### EXERCISE DETAILS
Of all the lines in the records below, copy only those that contain the string "yellow".

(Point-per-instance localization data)
——

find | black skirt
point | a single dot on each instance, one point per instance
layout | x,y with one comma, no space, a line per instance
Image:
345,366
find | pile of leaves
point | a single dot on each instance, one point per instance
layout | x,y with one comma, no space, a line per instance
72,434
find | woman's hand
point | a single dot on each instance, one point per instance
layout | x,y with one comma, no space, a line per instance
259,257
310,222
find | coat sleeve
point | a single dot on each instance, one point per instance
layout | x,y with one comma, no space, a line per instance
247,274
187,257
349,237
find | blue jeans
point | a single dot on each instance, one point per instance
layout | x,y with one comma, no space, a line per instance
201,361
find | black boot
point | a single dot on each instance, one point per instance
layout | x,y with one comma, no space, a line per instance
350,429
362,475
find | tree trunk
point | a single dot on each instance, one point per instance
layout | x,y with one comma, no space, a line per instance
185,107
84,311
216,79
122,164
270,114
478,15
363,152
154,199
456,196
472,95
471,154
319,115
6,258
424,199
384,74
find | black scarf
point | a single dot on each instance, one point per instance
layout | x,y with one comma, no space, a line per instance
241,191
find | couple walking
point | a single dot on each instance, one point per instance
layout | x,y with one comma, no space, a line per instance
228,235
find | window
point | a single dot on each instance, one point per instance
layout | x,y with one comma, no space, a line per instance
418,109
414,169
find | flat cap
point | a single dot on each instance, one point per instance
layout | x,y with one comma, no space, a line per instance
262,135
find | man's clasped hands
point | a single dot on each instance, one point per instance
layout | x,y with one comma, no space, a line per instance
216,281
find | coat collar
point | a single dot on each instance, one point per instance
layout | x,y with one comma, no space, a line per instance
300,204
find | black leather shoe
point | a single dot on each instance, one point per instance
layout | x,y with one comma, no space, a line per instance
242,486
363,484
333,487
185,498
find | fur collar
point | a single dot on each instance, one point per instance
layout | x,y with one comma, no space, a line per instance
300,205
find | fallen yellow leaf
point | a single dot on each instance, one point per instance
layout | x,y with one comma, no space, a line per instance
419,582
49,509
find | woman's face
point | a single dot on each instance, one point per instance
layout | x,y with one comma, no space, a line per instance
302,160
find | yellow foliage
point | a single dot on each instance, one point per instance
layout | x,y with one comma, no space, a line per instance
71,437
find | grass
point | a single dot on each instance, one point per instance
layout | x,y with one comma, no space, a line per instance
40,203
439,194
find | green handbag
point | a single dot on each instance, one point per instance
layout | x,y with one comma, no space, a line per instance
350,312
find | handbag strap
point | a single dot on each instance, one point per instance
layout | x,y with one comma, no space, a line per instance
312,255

——

### OUTPUT
find | fallen yellow leaf
find | yellow foliage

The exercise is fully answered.